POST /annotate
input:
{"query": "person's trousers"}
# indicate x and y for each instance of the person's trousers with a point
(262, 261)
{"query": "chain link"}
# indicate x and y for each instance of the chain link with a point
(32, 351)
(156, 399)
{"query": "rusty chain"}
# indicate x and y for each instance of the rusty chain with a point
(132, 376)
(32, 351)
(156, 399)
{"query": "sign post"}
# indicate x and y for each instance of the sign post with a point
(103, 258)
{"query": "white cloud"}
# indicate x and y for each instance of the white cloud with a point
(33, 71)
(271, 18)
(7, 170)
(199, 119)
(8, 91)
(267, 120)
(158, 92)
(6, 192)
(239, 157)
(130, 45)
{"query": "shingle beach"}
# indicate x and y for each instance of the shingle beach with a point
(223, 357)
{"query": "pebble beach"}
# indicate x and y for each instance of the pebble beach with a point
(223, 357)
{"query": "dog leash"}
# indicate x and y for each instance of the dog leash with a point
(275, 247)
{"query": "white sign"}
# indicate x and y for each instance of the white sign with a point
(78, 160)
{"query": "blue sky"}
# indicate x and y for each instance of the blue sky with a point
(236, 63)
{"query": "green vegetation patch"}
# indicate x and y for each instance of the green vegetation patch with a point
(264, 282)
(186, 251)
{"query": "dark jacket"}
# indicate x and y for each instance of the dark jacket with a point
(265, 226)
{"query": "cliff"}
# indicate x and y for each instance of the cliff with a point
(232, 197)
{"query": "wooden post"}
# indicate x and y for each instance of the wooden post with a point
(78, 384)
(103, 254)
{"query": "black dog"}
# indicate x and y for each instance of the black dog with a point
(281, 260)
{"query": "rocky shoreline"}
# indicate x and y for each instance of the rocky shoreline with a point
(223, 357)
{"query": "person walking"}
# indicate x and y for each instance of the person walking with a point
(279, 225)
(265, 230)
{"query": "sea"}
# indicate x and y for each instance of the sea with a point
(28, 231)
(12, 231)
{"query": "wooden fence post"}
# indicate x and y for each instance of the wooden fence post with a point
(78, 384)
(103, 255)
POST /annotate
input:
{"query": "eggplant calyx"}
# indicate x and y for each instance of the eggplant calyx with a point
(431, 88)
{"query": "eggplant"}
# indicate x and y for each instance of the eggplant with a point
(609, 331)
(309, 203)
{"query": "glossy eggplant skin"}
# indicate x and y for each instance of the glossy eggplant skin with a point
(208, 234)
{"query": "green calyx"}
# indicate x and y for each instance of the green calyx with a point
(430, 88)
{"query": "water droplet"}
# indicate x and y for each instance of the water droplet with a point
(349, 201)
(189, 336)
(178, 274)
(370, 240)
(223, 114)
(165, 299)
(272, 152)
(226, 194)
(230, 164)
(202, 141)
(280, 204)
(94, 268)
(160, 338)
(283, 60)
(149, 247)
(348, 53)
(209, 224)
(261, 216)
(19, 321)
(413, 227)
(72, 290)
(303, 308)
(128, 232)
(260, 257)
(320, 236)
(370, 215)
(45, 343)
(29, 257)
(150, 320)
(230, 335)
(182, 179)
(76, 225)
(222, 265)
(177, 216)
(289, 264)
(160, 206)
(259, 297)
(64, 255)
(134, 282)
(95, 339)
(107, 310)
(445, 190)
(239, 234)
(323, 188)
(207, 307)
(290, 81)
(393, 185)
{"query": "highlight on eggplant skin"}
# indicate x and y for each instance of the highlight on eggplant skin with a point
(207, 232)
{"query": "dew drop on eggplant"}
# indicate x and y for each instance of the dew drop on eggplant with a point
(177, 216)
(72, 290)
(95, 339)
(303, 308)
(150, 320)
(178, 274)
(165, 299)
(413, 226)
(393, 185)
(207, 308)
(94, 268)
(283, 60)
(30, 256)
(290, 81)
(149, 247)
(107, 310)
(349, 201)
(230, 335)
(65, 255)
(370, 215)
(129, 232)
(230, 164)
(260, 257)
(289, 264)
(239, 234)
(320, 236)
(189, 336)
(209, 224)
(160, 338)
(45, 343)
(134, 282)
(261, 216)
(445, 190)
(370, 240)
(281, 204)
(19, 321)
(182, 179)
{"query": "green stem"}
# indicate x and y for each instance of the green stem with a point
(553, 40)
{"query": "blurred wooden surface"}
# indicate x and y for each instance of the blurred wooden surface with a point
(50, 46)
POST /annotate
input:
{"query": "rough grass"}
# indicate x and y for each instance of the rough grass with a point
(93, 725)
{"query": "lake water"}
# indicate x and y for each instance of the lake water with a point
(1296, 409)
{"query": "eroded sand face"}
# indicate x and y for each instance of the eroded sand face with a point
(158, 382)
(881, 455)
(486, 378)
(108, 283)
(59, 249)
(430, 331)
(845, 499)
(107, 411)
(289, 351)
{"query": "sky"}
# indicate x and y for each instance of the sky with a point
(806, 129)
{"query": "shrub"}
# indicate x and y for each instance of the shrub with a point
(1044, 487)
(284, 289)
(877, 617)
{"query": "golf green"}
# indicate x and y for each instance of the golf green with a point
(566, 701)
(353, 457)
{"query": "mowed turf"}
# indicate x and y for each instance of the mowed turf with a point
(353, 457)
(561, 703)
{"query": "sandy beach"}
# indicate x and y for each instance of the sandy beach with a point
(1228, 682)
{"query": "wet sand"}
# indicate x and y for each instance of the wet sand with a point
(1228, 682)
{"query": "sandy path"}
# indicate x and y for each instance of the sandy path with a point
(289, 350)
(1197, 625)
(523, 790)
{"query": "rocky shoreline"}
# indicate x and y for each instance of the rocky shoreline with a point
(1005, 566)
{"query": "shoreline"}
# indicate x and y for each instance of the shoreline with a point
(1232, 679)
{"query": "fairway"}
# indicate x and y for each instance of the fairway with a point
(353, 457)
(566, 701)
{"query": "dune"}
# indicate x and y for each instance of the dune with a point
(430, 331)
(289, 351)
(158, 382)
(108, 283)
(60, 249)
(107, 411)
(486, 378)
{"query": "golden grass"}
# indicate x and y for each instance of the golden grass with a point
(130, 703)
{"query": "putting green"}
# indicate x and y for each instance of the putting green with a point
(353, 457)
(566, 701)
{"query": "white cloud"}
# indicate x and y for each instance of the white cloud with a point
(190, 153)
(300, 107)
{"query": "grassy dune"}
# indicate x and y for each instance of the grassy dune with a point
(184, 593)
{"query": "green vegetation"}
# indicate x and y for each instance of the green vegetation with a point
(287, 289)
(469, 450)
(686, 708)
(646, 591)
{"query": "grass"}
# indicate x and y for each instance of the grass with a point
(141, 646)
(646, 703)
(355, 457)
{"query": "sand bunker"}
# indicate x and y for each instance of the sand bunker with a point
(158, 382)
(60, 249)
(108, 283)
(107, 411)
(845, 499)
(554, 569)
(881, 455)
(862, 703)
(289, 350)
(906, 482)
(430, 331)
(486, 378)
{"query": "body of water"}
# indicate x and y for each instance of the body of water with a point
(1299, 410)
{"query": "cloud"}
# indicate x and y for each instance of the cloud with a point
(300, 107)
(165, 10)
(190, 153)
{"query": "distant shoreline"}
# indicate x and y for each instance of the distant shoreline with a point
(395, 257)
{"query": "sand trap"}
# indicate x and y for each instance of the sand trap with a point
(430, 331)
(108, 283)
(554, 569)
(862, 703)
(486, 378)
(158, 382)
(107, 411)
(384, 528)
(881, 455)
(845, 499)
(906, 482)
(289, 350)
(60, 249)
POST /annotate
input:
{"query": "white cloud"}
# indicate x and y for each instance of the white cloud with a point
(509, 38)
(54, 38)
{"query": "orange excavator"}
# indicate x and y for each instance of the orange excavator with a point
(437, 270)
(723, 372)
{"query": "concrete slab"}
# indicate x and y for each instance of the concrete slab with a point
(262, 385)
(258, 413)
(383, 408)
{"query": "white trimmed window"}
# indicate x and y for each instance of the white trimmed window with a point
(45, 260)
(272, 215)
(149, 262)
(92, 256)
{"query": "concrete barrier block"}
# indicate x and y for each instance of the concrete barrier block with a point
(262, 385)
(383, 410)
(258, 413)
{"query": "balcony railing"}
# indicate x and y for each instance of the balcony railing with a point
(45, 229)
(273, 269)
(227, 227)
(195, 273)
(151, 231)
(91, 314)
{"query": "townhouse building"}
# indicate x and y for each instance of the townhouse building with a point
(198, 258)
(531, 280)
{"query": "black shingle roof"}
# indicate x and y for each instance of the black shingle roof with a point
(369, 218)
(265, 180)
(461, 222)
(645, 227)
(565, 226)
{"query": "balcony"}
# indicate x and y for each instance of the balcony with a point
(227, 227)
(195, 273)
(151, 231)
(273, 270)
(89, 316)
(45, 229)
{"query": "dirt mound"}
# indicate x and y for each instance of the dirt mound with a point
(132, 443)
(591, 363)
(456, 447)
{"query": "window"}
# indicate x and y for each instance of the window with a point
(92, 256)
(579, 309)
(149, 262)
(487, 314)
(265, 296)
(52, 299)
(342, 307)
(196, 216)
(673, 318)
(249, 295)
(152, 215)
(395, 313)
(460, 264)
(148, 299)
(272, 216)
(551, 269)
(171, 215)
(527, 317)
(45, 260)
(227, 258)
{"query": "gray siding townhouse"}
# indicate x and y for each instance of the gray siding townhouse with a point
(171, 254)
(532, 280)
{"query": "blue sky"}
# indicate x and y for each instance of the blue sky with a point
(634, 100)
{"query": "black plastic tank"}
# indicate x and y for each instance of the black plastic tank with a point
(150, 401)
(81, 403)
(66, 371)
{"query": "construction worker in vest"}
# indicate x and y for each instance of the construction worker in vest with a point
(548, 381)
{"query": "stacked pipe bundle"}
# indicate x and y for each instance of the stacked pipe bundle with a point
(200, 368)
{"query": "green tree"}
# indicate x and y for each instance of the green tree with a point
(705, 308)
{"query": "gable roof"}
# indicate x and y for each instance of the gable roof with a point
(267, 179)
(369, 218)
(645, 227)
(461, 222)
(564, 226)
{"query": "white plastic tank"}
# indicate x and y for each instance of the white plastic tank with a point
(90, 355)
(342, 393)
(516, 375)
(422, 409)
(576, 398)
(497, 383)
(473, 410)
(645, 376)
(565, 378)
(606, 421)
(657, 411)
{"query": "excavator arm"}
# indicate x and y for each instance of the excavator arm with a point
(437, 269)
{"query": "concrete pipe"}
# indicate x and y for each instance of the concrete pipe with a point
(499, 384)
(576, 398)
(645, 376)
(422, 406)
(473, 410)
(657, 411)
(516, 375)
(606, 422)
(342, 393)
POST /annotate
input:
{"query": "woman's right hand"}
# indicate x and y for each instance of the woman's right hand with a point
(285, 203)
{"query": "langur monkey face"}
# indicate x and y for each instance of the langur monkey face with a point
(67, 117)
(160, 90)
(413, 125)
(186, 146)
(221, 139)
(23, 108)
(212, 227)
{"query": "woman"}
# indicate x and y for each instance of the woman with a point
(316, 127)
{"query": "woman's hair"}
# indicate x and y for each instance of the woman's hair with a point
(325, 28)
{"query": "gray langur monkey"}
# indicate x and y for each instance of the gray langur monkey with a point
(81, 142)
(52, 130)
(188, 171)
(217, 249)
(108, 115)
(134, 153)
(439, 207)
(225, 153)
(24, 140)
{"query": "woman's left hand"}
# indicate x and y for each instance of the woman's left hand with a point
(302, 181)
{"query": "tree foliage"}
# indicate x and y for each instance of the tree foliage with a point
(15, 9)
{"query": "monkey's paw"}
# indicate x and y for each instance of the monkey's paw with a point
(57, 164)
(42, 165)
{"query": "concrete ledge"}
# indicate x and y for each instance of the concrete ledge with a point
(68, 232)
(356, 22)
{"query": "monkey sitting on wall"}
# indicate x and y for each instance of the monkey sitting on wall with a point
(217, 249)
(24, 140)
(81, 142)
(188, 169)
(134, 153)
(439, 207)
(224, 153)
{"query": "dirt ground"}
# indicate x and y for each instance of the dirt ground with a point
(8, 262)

^^^^

_JOB_: Report every line of the items above that contains the string "body", treating uppercase and lowercase as different.

_RESULT FOR THIS TASK_:
{"query": "body of water"}
# indicate x and y for each instance of the body of water with a point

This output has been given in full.